Aim of the exercise:
Set down nothing but the lines from the one containing "of the hair" to the final line of the material, exactly as written, and drop the pictures.

=== Task inputs ===

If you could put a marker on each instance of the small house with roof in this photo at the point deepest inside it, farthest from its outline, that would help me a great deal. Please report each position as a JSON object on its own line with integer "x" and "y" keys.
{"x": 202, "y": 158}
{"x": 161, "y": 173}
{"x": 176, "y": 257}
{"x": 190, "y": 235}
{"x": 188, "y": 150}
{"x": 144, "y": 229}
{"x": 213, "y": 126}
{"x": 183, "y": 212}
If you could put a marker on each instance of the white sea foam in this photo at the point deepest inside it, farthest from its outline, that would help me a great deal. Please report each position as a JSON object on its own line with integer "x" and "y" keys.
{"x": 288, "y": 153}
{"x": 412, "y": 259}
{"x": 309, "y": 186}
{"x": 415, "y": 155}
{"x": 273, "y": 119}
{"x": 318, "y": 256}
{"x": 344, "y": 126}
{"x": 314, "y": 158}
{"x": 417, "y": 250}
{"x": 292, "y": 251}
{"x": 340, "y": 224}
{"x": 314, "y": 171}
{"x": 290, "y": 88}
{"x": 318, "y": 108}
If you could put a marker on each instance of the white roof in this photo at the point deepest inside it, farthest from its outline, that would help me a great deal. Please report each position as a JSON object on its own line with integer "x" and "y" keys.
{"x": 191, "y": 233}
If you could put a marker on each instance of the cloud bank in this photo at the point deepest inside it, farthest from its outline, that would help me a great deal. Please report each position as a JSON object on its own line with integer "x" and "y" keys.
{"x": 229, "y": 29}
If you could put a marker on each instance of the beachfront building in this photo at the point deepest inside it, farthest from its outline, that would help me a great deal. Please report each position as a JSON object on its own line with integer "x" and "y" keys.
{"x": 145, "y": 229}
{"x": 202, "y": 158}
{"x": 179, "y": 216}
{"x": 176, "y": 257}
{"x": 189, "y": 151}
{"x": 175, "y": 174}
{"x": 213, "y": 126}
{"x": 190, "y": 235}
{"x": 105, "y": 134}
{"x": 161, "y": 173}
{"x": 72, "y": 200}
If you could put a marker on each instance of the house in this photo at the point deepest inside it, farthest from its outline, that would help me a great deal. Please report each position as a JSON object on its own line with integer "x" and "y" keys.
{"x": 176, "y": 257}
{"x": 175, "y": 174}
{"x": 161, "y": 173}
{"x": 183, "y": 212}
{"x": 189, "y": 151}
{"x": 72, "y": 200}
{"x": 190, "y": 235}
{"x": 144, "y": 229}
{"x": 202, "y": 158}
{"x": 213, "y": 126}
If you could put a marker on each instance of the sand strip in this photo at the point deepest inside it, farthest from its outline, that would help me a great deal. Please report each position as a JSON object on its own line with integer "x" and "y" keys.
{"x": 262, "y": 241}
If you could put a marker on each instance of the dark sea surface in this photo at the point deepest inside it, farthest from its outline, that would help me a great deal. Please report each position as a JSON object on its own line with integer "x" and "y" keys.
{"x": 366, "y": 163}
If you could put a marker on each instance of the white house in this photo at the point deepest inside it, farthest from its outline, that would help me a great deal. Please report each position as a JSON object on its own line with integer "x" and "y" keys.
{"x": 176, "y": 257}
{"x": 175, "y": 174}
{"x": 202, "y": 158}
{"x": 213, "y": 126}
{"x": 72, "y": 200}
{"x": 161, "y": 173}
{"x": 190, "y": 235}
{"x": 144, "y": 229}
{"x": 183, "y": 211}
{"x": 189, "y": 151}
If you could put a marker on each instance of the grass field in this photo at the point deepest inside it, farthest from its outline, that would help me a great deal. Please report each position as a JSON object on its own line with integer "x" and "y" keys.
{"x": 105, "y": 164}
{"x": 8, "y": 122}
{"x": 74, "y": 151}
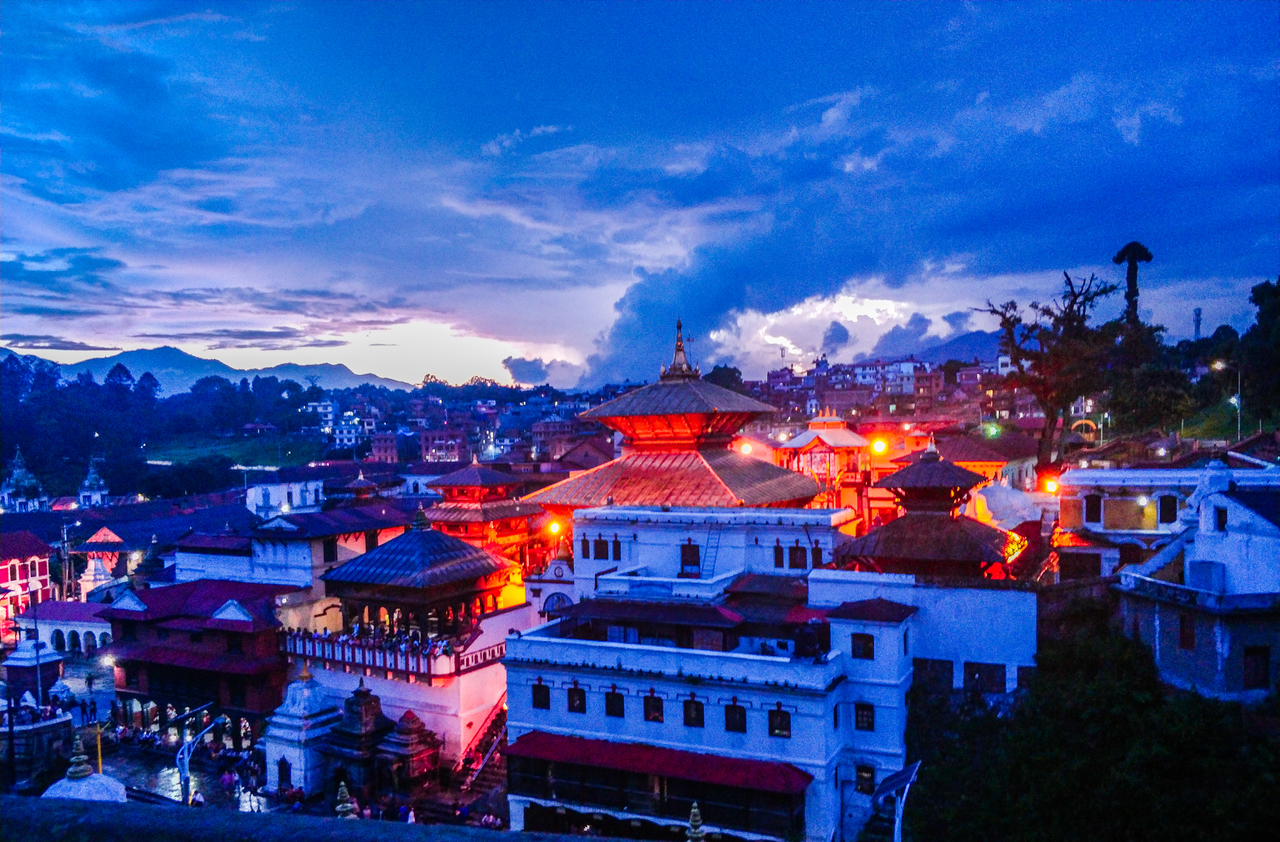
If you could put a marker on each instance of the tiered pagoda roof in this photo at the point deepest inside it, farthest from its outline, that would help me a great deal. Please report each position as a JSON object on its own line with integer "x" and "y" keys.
{"x": 676, "y": 452}
{"x": 830, "y": 430}
{"x": 478, "y": 494}
{"x": 931, "y": 536}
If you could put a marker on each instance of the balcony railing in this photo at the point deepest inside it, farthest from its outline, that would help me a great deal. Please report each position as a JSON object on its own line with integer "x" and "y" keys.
{"x": 1194, "y": 598}
{"x": 397, "y": 662}
{"x": 691, "y": 663}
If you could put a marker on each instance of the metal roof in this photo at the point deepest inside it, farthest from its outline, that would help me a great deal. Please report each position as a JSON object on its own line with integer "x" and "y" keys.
{"x": 873, "y": 611}
{"x": 767, "y": 776}
{"x": 709, "y": 477}
{"x": 931, "y": 472}
{"x": 480, "y": 512}
{"x": 964, "y": 448}
{"x": 475, "y": 476}
{"x": 420, "y": 558}
{"x": 652, "y": 612}
{"x": 201, "y": 599}
{"x": 677, "y": 397}
{"x": 22, "y": 545}
{"x": 1264, "y": 503}
{"x": 933, "y": 538}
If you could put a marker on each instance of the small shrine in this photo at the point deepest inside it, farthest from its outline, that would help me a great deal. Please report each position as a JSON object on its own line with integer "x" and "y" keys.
{"x": 83, "y": 783}
{"x": 676, "y": 451}
{"x": 480, "y": 507}
{"x": 293, "y": 736}
{"x": 408, "y": 758}
{"x": 351, "y": 745}
{"x": 932, "y": 538}
{"x": 21, "y": 668}
{"x": 423, "y": 585}
{"x": 832, "y": 456}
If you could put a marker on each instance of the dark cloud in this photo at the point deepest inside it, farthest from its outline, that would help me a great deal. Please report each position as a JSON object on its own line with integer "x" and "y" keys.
{"x": 528, "y": 371}
{"x": 959, "y": 320}
{"x": 48, "y": 343}
{"x": 904, "y": 341}
{"x": 266, "y": 339}
{"x": 97, "y": 115}
{"x": 60, "y": 270}
{"x": 835, "y": 338}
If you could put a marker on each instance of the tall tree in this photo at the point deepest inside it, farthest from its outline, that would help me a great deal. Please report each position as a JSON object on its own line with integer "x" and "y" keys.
{"x": 1055, "y": 353}
{"x": 1260, "y": 352}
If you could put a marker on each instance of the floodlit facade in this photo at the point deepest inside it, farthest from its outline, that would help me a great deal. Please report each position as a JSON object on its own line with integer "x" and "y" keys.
{"x": 1208, "y": 603}
{"x": 759, "y": 683}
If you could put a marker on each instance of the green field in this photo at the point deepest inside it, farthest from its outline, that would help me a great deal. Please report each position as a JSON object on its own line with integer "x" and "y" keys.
{"x": 280, "y": 451}
{"x": 1219, "y": 422}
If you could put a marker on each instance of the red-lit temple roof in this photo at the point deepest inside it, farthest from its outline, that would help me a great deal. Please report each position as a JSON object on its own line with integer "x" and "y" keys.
{"x": 475, "y": 476}
{"x": 935, "y": 538}
{"x": 767, "y": 776}
{"x": 711, "y": 477}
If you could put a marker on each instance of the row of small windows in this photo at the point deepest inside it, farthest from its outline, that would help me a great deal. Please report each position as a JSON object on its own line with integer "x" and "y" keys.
{"x": 695, "y": 712}
{"x": 602, "y": 548}
{"x": 796, "y": 557}
{"x": 1166, "y": 504}
{"x": 690, "y": 554}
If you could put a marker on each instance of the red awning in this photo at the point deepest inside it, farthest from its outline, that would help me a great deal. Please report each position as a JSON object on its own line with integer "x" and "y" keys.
{"x": 767, "y": 776}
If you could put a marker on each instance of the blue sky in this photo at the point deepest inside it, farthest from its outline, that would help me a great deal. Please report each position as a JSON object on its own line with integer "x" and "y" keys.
{"x": 538, "y": 190}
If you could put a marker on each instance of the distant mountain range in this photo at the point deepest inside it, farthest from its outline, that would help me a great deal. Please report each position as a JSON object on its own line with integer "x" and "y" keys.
{"x": 178, "y": 370}
{"x": 967, "y": 347}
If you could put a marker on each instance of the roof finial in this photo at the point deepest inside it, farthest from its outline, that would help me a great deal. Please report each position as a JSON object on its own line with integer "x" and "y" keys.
{"x": 680, "y": 367}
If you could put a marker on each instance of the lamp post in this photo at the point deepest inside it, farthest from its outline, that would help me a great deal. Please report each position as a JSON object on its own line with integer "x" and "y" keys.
{"x": 1221, "y": 365}
{"x": 35, "y": 621}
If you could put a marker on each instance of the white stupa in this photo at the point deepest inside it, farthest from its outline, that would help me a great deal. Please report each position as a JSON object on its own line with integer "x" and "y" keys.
{"x": 82, "y": 783}
{"x": 295, "y": 731}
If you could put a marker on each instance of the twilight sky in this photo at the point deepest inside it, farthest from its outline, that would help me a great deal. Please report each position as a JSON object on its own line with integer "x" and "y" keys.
{"x": 538, "y": 190}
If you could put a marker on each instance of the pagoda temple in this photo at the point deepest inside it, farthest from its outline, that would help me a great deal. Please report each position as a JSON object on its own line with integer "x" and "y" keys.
{"x": 932, "y": 538}
{"x": 836, "y": 457}
{"x": 676, "y": 451}
{"x": 480, "y": 508}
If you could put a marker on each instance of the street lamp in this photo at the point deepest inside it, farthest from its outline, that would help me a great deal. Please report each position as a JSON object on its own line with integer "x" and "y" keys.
{"x": 1237, "y": 401}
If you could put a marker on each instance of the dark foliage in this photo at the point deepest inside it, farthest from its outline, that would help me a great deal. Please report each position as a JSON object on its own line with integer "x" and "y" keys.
{"x": 1097, "y": 749}
{"x": 727, "y": 376}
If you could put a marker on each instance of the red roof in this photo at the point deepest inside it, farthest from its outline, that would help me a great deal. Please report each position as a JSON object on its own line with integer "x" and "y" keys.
{"x": 22, "y": 545}
{"x": 874, "y": 611}
{"x": 766, "y": 776}
{"x": 199, "y": 600}
{"x": 709, "y": 477}
{"x": 58, "y": 611}
{"x": 216, "y": 545}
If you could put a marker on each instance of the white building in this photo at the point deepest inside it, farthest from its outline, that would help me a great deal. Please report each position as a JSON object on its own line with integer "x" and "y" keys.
{"x": 708, "y": 660}
{"x": 324, "y": 412}
{"x": 293, "y": 549}
{"x": 1208, "y": 603}
{"x": 291, "y": 490}
{"x": 295, "y": 733}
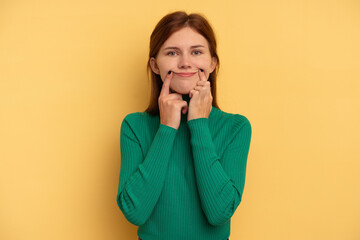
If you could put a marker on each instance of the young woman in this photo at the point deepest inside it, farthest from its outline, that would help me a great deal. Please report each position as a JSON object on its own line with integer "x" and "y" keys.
{"x": 183, "y": 160}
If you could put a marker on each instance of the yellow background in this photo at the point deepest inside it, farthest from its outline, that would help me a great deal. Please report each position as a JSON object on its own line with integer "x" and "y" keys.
{"x": 71, "y": 70}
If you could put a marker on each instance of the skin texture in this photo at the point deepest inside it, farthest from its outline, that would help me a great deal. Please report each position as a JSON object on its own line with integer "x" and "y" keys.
{"x": 185, "y": 51}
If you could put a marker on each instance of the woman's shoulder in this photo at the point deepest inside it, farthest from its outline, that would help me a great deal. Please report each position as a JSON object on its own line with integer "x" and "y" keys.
{"x": 235, "y": 120}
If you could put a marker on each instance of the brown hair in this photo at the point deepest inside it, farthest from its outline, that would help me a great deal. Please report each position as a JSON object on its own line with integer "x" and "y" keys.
{"x": 169, "y": 24}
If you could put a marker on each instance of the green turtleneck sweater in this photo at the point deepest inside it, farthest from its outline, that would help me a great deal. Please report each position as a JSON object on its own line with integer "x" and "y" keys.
{"x": 183, "y": 183}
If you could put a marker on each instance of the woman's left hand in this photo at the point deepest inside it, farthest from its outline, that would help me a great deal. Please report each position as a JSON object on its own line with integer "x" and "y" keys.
{"x": 201, "y": 99}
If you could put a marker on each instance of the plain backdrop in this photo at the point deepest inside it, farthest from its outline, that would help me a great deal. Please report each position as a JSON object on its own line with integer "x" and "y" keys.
{"x": 70, "y": 71}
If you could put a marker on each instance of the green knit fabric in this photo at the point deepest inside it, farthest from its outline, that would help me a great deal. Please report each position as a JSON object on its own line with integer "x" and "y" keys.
{"x": 183, "y": 183}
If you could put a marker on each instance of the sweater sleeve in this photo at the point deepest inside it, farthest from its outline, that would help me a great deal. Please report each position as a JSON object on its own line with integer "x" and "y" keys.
{"x": 220, "y": 181}
{"x": 141, "y": 179}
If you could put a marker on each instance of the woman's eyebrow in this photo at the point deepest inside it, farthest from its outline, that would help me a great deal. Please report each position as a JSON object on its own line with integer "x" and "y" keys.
{"x": 176, "y": 48}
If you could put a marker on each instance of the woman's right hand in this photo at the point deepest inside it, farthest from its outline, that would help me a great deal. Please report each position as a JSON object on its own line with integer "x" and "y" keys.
{"x": 171, "y": 104}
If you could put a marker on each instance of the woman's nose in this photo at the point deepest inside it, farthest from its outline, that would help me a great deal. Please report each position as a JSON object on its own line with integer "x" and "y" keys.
{"x": 184, "y": 61}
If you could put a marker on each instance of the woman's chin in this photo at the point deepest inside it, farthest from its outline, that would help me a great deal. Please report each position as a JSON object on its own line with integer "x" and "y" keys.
{"x": 182, "y": 89}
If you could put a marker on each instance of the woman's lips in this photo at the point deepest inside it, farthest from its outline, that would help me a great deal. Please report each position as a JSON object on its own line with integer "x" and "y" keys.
{"x": 185, "y": 74}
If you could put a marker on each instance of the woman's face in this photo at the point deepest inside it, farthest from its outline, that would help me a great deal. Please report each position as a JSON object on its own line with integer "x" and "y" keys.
{"x": 184, "y": 53}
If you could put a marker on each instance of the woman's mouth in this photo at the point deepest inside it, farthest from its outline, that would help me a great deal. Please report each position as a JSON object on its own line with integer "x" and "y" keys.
{"x": 187, "y": 74}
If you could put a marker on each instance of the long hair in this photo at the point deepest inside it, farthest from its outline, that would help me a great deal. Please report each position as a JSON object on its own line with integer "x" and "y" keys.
{"x": 169, "y": 24}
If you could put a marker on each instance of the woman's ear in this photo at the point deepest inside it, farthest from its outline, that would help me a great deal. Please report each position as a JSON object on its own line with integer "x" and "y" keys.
{"x": 213, "y": 64}
{"x": 154, "y": 66}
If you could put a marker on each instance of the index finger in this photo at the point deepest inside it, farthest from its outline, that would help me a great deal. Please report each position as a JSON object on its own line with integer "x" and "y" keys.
{"x": 165, "y": 90}
{"x": 202, "y": 75}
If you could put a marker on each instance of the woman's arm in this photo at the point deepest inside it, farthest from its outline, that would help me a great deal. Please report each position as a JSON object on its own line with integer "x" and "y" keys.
{"x": 141, "y": 180}
{"x": 220, "y": 181}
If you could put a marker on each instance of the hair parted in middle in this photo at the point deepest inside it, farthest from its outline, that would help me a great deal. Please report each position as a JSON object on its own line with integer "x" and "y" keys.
{"x": 169, "y": 24}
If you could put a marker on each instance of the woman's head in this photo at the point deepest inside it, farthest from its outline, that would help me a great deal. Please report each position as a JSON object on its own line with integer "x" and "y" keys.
{"x": 183, "y": 44}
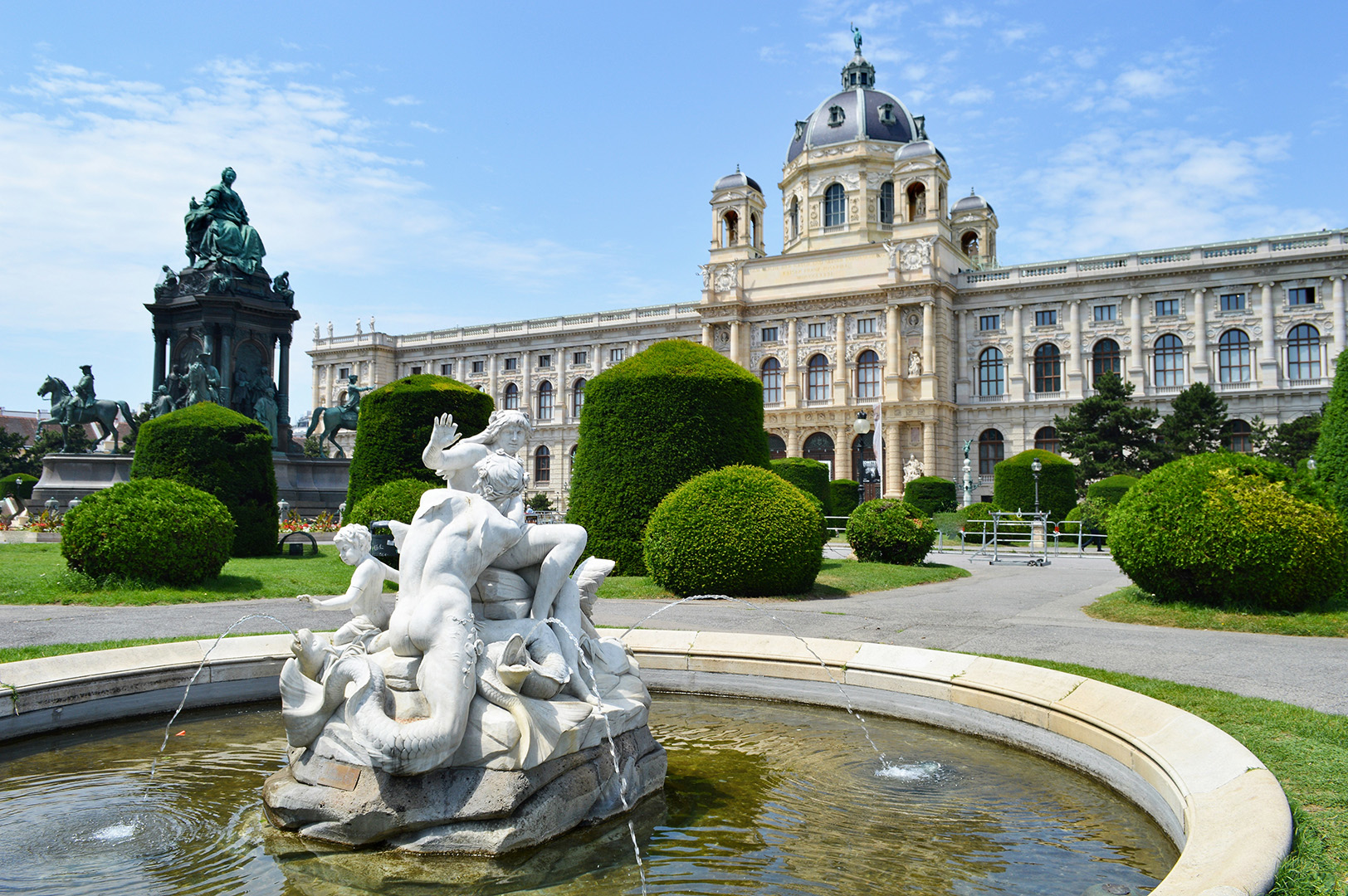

===

Answer section:
If you could put a marker on each instance of the hair parted in middle in this photo at the point deepest inside it, farthest from its outline, that would help me a great deal. Please report each position as a JSON object on its own line with integer "x" and "y" keys.
{"x": 169, "y": 24}
If you could put a marker on each instance of the woman's head in this photo at the point deepest inside it, farthest from its outline, that would help me a great deal. Please report each position as a JSON object on its own line with integer "x" and "y" keys.
{"x": 183, "y": 44}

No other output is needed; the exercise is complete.